Document section
--

Goals are established
At the outset, four goals were established for the program:
A fixed case rate was paid to the physicians through their management company, and in turn, there was a financial offset. "Cogent remits to us a portion of the case rate based on what they collect from the insurance company," Miller explains.
Baptist’s payer mix was about 12% unfunded and 5% to 6% underfunded at the program’s inception. "Today, because of the program and attention to those patients, we have had a decline in that unfunded payer mix to 7.1%, and our under-funded remained about the same," he notes. The partners held joint quarterly contracting meetings, at which time Cogent provided validated data on the patients their physicians saw, which included different clinical categories, LOS, and their indication of possible avoidable days — where the hospital’s systems did not respond as quickly as they could to help expedite care.
"During ongoing audits, we looked at meeting CMS [the Centers for Medicare & Medicaid] core measures such as pneumonia and GI bleeding," notes Miller. "These audits were provided by Cogent and, in turn, validated by us."
Baptist has a McKesson cost-accounting system, which is capable of looking at each individual DRG the hospitalists take care of. "For us to validate the cost savings under this program, we require a minimum of five admissions by a hospitalist in any DRG in order for us to compare it with a nonhospitalist performance in the same DRG." Miller says. Then they take nonhospitalist experience for the same DRG, LOS, and cost per case.
Miller says the arrangement costs Baptist about $700,000 a year, and based on their own statistics, "we got an average return over the first two years of $1.3 million per year."

--

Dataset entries
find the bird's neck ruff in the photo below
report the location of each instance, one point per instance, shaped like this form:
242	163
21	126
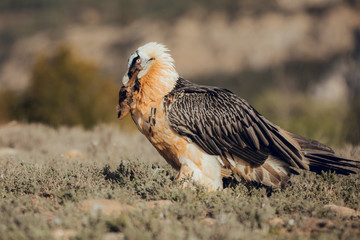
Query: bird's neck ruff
159	78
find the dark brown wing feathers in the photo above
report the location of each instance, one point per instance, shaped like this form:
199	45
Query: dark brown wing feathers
222	123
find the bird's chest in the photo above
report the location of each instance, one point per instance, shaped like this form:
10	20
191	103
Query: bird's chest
152	122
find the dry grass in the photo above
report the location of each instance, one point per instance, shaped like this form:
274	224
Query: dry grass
45	174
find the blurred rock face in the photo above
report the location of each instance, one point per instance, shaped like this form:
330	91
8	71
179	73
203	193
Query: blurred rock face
204	44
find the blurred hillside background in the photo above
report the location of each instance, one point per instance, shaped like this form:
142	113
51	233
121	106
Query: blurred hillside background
296	61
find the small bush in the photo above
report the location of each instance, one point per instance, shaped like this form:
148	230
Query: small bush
67	90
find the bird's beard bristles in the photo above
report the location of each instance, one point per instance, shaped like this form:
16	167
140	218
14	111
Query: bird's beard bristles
158	81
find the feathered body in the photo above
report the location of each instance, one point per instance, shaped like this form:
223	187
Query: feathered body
210	133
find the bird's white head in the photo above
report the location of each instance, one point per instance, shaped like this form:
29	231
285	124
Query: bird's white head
153	65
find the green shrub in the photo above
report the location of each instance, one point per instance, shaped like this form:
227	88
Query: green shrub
68	90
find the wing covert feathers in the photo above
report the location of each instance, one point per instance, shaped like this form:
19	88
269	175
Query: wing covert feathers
223	124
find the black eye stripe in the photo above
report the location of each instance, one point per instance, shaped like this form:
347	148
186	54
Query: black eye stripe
132	65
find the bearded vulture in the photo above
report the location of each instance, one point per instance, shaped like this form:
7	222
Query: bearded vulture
209	133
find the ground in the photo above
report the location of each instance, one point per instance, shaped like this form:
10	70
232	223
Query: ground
109	183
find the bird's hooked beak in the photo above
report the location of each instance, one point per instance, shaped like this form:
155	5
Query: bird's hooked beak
134	73
125	93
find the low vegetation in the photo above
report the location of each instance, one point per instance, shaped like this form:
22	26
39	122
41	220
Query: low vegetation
47	174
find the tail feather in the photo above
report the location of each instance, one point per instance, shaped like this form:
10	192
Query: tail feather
323	158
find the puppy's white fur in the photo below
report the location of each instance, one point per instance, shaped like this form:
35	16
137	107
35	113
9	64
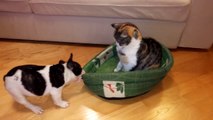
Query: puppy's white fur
14	86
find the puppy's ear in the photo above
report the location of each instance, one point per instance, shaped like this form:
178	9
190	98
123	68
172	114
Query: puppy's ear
61	62
71	57
116	25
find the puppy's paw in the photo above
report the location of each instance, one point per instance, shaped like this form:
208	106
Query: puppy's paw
63	104
37	109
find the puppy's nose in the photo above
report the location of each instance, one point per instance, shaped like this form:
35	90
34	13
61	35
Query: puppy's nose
83	72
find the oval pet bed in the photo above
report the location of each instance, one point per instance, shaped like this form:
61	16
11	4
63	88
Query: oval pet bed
101	79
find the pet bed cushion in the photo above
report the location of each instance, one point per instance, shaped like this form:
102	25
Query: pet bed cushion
173	10
101	79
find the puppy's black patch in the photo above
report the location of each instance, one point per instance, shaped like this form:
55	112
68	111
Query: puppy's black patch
56	75
75	67
31	79
33	82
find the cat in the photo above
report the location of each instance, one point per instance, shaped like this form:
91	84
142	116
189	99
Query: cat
134	51
34	80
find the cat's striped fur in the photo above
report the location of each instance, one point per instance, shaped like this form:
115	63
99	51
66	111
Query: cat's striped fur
134	51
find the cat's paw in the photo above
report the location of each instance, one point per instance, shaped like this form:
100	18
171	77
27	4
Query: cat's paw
63	104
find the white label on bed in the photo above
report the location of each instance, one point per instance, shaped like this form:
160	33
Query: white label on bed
114	89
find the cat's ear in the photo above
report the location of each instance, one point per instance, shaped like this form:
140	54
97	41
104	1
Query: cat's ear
116	25
71	57
61	62
135	34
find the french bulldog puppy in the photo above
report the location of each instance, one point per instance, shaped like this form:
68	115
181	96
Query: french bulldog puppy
34	80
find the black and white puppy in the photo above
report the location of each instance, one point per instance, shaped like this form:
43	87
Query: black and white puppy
33	80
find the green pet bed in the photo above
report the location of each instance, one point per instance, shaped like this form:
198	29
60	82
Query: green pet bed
101	79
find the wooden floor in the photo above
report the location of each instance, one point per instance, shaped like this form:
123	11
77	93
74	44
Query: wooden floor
185	94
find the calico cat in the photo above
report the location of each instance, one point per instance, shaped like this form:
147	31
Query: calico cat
134	51
34	80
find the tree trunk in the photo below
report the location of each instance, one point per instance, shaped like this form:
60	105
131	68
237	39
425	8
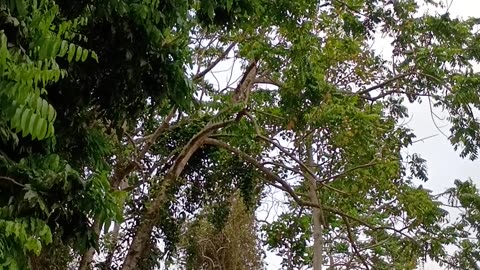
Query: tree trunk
317	215
115	233
148	220
87	257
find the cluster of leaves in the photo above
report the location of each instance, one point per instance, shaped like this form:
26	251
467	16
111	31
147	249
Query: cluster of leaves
87	85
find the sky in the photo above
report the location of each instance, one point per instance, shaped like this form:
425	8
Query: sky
443	163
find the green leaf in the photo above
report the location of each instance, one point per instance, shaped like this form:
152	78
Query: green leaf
84	55
71	52
79	54
26	115
63	48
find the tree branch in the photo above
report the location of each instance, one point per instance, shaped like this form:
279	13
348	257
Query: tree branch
214	63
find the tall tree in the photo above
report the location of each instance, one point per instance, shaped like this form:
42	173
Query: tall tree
113	112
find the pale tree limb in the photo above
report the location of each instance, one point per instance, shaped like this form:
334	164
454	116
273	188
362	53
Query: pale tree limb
284	186
317	212
159	198
119	176
214	63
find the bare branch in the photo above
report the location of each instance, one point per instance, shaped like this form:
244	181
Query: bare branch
214	63
387	82
352	242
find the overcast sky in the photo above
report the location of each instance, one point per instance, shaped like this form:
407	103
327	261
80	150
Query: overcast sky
444	164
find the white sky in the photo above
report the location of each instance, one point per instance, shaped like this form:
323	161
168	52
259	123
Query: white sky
444	164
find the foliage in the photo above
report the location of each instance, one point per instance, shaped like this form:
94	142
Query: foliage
113	117
233	246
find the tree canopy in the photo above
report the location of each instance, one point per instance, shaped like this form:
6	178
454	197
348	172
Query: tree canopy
145	134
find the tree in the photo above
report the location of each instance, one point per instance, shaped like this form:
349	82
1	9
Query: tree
145	135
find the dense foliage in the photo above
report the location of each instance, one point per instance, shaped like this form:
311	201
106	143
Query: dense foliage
144	134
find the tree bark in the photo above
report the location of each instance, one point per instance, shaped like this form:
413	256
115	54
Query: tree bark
148	220
87	257
317	214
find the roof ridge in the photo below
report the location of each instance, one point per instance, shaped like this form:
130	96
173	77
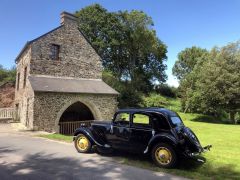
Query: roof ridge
63	77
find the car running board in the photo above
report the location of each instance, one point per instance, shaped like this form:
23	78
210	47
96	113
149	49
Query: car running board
207	148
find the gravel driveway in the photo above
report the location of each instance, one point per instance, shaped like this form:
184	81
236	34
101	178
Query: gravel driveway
23	156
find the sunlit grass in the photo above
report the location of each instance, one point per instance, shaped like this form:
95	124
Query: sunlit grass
223	161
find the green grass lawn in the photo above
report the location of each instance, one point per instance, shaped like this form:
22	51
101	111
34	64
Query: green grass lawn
223	161
58	137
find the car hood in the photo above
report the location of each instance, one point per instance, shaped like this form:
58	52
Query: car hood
101	122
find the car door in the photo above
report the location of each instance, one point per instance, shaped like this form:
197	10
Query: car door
141	131
120	131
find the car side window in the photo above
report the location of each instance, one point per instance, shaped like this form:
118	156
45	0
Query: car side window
122	119
141	120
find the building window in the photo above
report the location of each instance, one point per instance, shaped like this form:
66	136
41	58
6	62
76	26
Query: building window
25	77
55	49
18	79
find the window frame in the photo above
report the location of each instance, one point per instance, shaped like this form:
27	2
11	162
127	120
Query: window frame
18	80
55	51
122	125
143	126
25	77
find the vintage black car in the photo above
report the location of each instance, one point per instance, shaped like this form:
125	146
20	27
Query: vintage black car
157	131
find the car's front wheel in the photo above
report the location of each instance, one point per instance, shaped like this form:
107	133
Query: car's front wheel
164	155
82	144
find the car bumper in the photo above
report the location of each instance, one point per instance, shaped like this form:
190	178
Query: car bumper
196	155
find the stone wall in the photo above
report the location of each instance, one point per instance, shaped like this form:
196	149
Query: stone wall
48	107
24	96
76	58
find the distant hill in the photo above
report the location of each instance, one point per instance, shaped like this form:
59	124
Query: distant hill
7	91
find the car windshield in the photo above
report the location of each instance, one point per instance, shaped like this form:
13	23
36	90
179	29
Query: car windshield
176	121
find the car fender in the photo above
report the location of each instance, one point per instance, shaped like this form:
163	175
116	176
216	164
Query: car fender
88	133
161	138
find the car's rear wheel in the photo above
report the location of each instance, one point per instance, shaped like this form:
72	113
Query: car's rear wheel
82	144
164	155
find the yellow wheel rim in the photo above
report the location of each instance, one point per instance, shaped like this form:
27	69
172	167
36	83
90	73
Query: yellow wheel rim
82	143
163	155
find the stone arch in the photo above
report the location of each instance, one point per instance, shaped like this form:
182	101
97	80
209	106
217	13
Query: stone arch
91	106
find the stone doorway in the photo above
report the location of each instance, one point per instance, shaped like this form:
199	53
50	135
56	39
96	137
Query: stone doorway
72	118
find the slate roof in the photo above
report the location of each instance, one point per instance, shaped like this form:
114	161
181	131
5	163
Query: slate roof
70	85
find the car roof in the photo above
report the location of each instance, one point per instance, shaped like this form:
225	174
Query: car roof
161	110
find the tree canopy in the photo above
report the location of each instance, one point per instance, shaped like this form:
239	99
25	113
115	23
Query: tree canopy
187	59
127	43
213	84
7	75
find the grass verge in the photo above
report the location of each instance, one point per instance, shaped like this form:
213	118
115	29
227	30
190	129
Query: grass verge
58	137
223	161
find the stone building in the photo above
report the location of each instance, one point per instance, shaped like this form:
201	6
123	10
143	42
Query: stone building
59	79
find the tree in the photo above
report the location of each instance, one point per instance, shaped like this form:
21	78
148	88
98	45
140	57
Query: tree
127	44
187	59
7	75
217	85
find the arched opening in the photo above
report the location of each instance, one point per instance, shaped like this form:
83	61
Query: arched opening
73	117
77	112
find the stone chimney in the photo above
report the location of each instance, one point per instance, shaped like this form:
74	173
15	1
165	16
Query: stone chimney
68	18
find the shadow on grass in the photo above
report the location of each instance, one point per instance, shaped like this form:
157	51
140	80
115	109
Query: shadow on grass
186	167
210	119
49	166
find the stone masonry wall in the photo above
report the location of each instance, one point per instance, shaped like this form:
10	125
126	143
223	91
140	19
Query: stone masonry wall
48	107
24	96
77	57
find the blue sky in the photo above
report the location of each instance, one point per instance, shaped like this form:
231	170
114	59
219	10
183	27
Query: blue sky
179	23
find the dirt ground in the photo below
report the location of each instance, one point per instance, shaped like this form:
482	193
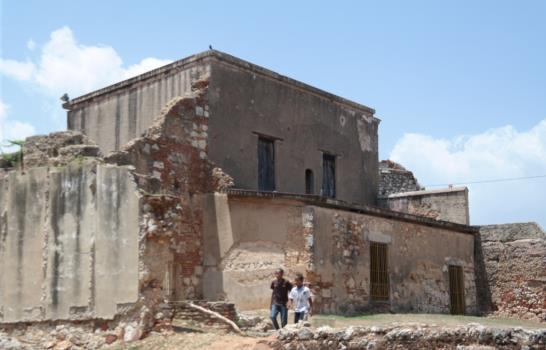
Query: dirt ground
192	337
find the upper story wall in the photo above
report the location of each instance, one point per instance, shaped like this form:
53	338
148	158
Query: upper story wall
246	101
447	204
115	115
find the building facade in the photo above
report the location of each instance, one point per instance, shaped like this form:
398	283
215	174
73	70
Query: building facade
211	173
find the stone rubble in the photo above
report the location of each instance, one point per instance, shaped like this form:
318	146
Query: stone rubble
411	336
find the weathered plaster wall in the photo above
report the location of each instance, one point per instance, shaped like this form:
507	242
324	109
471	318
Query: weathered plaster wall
246	103
68	242
244	100
246	238
514	256
113	119
245	241
418	256
449	204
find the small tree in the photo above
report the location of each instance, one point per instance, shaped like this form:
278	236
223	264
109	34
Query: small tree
14	159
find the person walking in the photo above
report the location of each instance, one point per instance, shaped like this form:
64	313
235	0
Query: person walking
300	298
279	298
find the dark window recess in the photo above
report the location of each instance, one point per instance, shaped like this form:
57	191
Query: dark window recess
266	164
456	290
328	175
379	271
309	181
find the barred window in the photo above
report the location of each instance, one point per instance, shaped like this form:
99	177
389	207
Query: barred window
456	290
379	271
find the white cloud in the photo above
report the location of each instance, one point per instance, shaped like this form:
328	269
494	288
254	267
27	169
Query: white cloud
498	153
12	129
31	44
16	70
68	66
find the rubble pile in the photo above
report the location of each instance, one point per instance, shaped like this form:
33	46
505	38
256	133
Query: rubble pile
411	336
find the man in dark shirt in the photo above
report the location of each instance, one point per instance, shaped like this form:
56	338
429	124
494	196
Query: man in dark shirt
279	298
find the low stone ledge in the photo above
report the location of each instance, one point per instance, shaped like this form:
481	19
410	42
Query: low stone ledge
411	336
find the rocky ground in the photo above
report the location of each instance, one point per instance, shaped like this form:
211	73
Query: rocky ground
324	332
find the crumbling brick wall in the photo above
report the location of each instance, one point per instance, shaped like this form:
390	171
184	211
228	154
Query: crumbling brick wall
418	260
514	276
394	178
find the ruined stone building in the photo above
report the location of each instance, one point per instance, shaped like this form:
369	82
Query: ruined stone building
196	180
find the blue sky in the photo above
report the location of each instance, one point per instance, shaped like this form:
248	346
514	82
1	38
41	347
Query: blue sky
460	86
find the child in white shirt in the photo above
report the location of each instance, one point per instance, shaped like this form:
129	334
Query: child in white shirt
301	298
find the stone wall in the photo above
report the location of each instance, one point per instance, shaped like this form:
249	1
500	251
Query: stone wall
65	252
245	102
247	237
84	237
411	336
514	257
245	241
394	178
112	120
449	204
418	259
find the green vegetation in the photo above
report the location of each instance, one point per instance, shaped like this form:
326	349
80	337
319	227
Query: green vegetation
13	159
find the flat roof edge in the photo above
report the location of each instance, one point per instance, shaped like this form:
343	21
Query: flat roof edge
361	209
427	192
224	57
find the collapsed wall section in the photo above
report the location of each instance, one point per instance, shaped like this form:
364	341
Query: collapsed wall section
418	257
513	280
248	236
68	245
447	204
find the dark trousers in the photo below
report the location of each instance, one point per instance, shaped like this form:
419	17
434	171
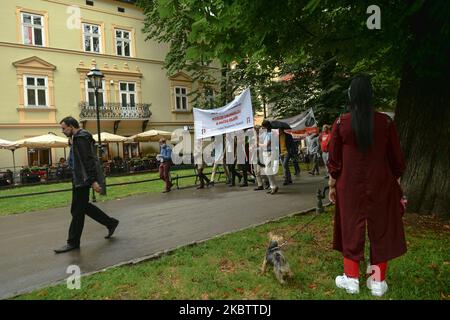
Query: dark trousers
315	158
296	166
164	169
233	173
286	171
80	207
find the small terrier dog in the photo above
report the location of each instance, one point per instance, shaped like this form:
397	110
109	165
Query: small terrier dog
274	256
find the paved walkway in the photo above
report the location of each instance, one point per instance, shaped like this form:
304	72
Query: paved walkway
148	224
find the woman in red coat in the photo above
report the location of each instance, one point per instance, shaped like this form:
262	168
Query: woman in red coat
365	165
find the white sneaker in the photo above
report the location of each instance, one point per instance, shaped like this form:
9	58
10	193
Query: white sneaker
351	285
378	288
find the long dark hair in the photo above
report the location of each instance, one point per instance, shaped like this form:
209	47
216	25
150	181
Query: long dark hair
360	99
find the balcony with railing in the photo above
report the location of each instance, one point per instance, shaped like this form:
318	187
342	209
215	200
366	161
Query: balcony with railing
116	111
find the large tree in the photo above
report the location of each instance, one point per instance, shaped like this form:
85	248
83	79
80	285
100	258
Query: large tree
407	58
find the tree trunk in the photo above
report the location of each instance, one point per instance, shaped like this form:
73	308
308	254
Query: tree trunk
423	120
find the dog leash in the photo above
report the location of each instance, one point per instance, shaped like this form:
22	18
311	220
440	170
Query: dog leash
297	232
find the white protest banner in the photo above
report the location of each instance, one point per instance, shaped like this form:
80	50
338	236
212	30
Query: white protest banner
236	115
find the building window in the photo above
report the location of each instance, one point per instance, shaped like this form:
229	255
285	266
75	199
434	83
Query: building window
92	38
33	29
209	98
127	93
181	101
36	91
123	43
39	157
90	94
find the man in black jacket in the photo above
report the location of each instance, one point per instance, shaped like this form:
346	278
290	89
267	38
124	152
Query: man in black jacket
86	174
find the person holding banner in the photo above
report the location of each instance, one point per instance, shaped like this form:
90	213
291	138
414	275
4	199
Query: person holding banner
232	148
271	164
219	159
165	158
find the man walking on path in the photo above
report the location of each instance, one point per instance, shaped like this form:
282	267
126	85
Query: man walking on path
86	173
324	139
165	157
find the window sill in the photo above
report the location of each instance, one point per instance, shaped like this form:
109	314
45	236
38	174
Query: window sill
181	111
38	109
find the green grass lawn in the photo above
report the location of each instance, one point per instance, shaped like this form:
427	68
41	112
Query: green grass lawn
61	199
227	267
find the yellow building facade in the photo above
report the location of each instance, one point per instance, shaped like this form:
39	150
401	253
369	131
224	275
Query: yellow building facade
47	47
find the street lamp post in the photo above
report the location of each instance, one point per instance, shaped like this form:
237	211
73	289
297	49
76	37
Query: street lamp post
95	77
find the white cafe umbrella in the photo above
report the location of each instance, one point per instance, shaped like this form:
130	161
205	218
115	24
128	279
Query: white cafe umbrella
44	141
152	135
5	144
49	140
109	137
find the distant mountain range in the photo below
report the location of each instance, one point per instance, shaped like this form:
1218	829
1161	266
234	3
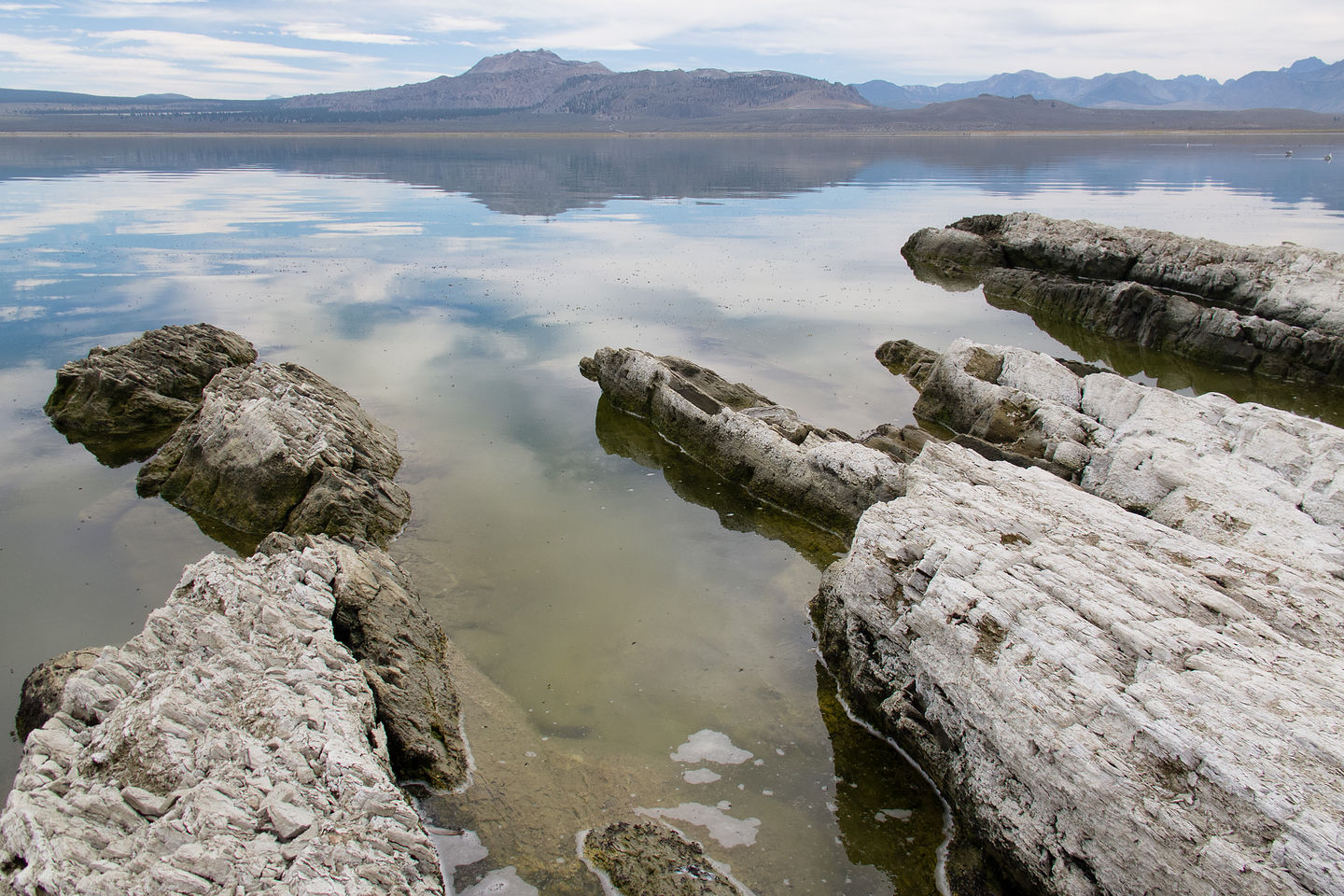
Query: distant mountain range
1308	83
540	82
538	91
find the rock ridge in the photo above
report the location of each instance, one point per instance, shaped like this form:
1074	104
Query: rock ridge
1271	311
231	746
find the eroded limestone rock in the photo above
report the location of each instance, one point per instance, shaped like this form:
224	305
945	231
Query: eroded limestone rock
1113	706
1240	474
820	474
230	747
1276	311
652	860
124	402
280	449
402	651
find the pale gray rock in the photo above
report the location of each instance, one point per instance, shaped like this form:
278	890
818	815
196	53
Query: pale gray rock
820	474
1112	706
230	747
280	449
124	402
402	651
652	860
42	688
1277	311
1248	476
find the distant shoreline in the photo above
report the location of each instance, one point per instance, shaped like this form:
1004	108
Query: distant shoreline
647	134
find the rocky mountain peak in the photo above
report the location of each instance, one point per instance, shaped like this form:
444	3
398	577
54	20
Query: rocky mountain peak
528	61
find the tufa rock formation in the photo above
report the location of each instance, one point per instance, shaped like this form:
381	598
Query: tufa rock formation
1273	311
820	474
280	449
230	747
1112	706
124	402
1246	476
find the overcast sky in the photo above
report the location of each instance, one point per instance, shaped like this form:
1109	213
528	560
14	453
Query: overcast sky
249	49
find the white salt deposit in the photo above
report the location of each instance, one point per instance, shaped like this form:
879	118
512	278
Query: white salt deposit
710	746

--

Tasks to complete
a. In the Baptist hospitalist program text, how much does Miller say the arrangement costs Baptist each year?
b. Retype the passage of the hospitalist program text that begins at the words "Baptist has a" and ends after "cost per case.".
c. Write what comes next in the text on Baptist's hospitalist program, picking up after its final sentence.

Task answers
a. About $700,000 a year.

b.
Baptist has a McKesson cost-accounting system, which is capable of looking at each individual DRG the hospitalists take care of. "For us to validate the cost savings under this program, we require a minimum of five admissions by a hospitalist in any DRG in order for us to compare it with a nonhospitalist performance in the same DRG." Miller says. Then they take nonhospitalist experience for the same DRG, LOS, and cost per case.

c.
Processes, flexibility are key
During this experience, Miller adds, "we have learned that having the best processes — which Cogent brings to us — is the most important element in a successful program. At the same time, our hospitalists must be committed to the hospital’s philosophy of customer service and customer satisfaction, and be incentivized to meet the hospital’s goals."
He also notes that Cogent’s "agility and flexibility in working with us was a major asset."
Initially, he notes, Cogent had a physician-provider agreement with local providers. "We began to recognize that the physicians really had their own desire to have more autonomy within the program," he observes. "Some of their incentives were not aligned with ours. We went to Cogent and said, "We like the relationship, but the people who work with you have to be aligned with what the hospital’s needs are."
In response, Cogent changed the model to a physician employment agreement. In addition, it made some adjustments in the agreement with respect to bonus. "We wanted a bonus figure that incentivized them to want help us improve our clinical quality," says Miller. "We re-did it to make it contemporary with the new mandates of CMS with respect to acute MI [myocardial infarction], pneumonia, and congestive heart failure."
That included such issues as timeliness of getting antibiotics to the patient; patient satisfaction with services; making sure aspirin is part of the admitting and discharge process for acute MI; and so on.
"This helps us have a more accurate report card," Miller says. "And our morbidity and complication rates indicate that in all those areas, we are below the expected levels at a confidence band of 90%."
With a program that now has proven successful and continues to yield positive results, Baptist "has not looked back," Miller says. "We have had tremendous improvement in clinical quality, and in both fixed and variable costs."